# Watch out in Sausalito



## singlespeed.org (Feb 14, 2006)

I heard on Channel 11 news that Sausalito where stepping up enforcement against bikes due to an increase in accidents. The news clip said they were ticketing cyclists for not yielding to pedestrians in crosswalks, not stopping for stop signs/traffic signals, and "riding outside of the bike lane".

I put the bike lane part in quotes, because this is an area where I have heard that police don't always get it right. If their is a bike lane and it is safe/clear, we are supposed to use it. But we also have many legal reasons why we are allowed to use the driving lane instead of the bike lane, including if we are passing someone in the bike lane, bike lane is blocked (which hopefully the cops are also ticketing double parkers while they are out there ticketing cyclists), dangerous conditions in bike lane (glass, gravel, pothole, etc.), when making a left turn, etc.


----------



## Leopold Porkstacker (Jul 15, 2005)

I’d like to give a shout out to all the ignorant imbecile California voters who voted “Yes” on propositions 93 through 97. Because of those measures having passed into effect, local law enforcement, public safety, fire departments, and schools all receive substantially less money for funding of programs. As a net effect, the firemans’ organisations, sherriff’s organisations, etc. are doing the telemarketing thing in order to try to get donations from upstanding citzens, and of course all law enforcement agencies are stepping up their traffic patrols by around 30% in order to get those lost revenues (let’s give EVEN MORE to the Indian casinos, and they don’t even legally have to report it all on their tax returns!! woohoo!!!).

So, if you voted “Yes” on Propositions 93 through 97, and your house burns down, I don’t have anything positive or uplifting to say to you other than, “You’re a freakin’ retard, and should have actually read your preliminary voting ballots as well as have conducted your own non-biased research on the ballot measures”. Additionally, if you got a moving vehicle citation (car or bicycle) where you would normally not have gotten one, and you b¡tch and whine about it, instead rejoice—for you are helping to pay the local branches of government who have had their funding cut in order to give the Indian gambling casinos more tax-free kickbacks.

Suck it up.


----------



## SilasCL (Jun 14, 2004)

As someone who rides through there pretty regularly, I can see why the cops would be under some pressure to ticket cyclists. Most of us blow through crosswalks. It's often really hard to tell with the traffic there whether pedestrians are crossing or cars are just stopped.

I've never seen any cyclist-pedestrian accidents there though.


----------



## numbnutz (Mar 14, 2005)

they should ticket more through there for failing to yield to peds. pisses me off when I stop for peds in the crosswalk and the jerk behind me jumps around and blows through. some people have no sense.


----------

■ STORED DATA ■
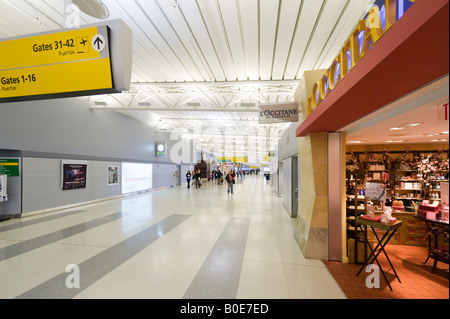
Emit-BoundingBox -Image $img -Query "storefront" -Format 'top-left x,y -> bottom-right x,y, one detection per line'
295,0 -> 449,263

■ EXERCISE DIRECTIONS ■
Do these statements agree with the Sausalito thread? 1. The news clip said cyclists were being ticketed for not stopping at stop signs. 2. SilasCL has seen cyclist-pedestrian accidents in Sausalito. 3. Making a left turn is given as a reason a cyclist may use the driving lane instead of the bike lane. For each, answer yes or no and quote the words of the text that decide it. The listing has no role in this.

■ RESULT OF THIS EXERCISE ■
1. Yes: "not stopping for stop signs/traffic signals"
2. No: "I've never seen any cyclist-pedestrian accidents there though."
3. Yes: "when making a left turn"